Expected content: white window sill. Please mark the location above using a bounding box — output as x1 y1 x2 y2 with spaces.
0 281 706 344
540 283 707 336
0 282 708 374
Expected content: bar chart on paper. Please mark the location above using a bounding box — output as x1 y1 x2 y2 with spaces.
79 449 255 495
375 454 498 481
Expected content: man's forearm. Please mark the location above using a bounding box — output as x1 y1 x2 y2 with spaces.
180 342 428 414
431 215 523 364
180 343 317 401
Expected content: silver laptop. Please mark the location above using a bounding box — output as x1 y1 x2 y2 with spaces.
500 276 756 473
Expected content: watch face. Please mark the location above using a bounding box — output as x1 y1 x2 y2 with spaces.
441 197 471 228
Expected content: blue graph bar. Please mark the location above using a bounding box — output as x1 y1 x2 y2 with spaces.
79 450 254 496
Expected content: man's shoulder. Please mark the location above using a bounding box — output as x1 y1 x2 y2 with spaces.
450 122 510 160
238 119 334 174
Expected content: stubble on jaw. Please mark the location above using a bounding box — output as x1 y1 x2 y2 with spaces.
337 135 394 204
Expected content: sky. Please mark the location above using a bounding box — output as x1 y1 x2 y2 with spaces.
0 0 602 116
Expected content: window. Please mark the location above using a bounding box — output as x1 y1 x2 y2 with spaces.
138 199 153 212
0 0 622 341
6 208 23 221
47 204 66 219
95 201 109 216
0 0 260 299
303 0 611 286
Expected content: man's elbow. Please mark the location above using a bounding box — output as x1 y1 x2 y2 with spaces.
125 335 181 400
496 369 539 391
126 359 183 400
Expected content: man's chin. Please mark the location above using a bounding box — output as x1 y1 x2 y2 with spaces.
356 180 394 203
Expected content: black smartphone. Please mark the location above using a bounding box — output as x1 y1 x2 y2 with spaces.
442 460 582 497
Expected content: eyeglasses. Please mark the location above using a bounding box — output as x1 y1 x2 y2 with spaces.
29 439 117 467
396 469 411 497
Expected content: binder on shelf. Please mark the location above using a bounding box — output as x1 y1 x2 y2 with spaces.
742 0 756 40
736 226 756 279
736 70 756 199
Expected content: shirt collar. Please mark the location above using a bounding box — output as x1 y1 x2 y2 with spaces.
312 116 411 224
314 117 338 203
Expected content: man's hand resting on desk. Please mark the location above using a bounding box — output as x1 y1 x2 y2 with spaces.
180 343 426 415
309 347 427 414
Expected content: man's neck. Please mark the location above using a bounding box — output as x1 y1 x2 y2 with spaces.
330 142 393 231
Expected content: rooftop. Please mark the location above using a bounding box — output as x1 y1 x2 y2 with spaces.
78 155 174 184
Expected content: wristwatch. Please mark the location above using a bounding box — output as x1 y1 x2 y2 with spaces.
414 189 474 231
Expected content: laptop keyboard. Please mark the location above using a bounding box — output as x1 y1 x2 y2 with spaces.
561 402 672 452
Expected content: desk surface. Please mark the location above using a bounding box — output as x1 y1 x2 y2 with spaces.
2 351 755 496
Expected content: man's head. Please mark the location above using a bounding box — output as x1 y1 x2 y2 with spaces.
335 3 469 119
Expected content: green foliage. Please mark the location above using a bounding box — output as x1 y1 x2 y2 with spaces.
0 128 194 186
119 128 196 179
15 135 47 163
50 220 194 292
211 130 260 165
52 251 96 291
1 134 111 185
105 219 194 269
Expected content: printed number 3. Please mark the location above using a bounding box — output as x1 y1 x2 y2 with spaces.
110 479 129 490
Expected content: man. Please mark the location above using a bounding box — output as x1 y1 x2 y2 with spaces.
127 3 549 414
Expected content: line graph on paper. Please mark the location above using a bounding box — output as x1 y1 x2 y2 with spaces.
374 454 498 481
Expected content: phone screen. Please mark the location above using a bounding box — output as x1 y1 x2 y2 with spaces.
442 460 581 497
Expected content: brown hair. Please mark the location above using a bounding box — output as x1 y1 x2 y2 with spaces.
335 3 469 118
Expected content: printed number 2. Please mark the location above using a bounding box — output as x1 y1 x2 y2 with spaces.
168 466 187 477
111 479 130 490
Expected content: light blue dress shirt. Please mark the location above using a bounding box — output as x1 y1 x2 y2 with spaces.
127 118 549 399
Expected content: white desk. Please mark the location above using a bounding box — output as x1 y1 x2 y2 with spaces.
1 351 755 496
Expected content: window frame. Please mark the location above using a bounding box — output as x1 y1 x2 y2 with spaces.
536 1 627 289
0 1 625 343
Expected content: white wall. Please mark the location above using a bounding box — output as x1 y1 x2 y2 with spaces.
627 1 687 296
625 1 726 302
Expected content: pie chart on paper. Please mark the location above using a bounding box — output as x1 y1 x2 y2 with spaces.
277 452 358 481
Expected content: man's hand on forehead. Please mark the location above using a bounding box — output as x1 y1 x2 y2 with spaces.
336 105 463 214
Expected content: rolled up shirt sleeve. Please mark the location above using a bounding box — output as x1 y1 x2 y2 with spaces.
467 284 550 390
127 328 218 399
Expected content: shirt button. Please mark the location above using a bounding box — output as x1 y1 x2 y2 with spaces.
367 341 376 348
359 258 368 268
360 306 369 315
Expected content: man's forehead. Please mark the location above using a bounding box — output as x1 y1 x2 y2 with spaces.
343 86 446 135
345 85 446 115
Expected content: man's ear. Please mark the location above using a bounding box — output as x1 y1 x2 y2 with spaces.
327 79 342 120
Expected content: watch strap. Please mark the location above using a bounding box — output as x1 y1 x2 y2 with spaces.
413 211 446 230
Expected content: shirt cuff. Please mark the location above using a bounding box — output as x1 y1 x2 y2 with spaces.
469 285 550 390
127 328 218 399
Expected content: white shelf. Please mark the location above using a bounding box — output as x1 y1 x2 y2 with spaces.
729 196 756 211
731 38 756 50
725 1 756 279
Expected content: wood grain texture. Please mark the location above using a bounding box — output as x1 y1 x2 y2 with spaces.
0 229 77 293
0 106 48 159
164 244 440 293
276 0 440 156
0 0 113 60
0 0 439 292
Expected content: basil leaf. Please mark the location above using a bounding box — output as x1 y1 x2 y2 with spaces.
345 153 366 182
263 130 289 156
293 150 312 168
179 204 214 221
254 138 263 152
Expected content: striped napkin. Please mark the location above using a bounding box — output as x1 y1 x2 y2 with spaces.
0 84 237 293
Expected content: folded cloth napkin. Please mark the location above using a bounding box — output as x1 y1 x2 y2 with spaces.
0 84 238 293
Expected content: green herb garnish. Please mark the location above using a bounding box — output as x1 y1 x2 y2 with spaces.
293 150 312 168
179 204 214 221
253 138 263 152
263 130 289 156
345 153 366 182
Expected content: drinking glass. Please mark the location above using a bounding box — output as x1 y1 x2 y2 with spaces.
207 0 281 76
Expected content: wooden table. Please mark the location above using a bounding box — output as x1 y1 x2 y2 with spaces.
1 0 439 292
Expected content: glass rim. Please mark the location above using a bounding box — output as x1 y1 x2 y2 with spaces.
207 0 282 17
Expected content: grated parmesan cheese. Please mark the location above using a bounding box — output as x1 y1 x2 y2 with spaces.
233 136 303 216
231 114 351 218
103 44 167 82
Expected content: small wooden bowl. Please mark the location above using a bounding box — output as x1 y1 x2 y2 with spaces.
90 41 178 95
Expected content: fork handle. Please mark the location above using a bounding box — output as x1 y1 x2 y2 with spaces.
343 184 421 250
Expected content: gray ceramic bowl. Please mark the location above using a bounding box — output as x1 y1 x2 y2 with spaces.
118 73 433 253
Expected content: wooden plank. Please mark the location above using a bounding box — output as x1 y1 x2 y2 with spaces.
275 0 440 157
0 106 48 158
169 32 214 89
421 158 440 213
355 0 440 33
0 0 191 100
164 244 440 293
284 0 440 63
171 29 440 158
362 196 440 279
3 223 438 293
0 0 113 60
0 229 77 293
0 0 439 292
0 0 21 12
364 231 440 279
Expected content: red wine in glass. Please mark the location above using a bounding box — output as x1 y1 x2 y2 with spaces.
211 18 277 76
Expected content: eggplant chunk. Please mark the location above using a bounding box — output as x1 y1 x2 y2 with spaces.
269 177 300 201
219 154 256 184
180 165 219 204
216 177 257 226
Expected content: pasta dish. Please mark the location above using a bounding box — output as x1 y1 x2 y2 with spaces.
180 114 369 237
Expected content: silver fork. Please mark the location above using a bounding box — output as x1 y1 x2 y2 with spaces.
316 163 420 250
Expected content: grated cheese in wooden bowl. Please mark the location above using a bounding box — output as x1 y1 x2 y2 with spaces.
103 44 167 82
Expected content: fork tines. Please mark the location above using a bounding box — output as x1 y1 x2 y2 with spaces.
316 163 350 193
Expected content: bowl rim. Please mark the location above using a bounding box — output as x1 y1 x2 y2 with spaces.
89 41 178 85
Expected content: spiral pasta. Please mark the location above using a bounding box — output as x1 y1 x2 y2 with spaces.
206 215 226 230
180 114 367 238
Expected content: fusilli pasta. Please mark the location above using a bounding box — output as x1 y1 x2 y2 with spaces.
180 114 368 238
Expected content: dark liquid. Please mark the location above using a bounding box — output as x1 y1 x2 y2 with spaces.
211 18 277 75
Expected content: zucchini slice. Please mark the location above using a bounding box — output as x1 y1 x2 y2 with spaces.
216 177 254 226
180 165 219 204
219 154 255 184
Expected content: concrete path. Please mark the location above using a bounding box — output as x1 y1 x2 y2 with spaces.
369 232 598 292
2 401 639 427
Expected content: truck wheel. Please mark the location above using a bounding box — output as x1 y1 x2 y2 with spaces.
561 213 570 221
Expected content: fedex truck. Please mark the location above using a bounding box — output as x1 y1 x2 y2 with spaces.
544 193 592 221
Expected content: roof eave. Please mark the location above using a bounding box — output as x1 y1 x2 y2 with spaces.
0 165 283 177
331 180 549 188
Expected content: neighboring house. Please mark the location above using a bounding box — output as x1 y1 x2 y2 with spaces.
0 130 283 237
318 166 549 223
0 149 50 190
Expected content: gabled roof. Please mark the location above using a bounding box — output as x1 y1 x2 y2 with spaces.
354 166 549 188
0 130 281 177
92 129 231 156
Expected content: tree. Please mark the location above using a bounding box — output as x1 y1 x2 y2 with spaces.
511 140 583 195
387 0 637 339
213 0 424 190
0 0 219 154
::::::::
> What is expected: Your answer must be an exact transcription of the lines from the one containing "Expected content: neighboring" through the last line of the records above, and nothing else.

> Result of this exercise:
Expected content: neighboring house. Please mark the location above using a bounding box — output as x1 y1 x2 y2 with spaces.
0 130 283 237
318 166 549 223
0 149 50 190
Expected content: gabled roof. Please mark the location above using a bounding box — output as x1 y1 x2 y2 with spaces.
354 166 549 188
0 130 281 177
92 129 231 156
Expected content: tree. Please mark the location above using a bounding box — output as x1 y1 x2 y2 with spaces.
511 140 583 195
387 0 637 339
213 0 424 190
0 0 219 154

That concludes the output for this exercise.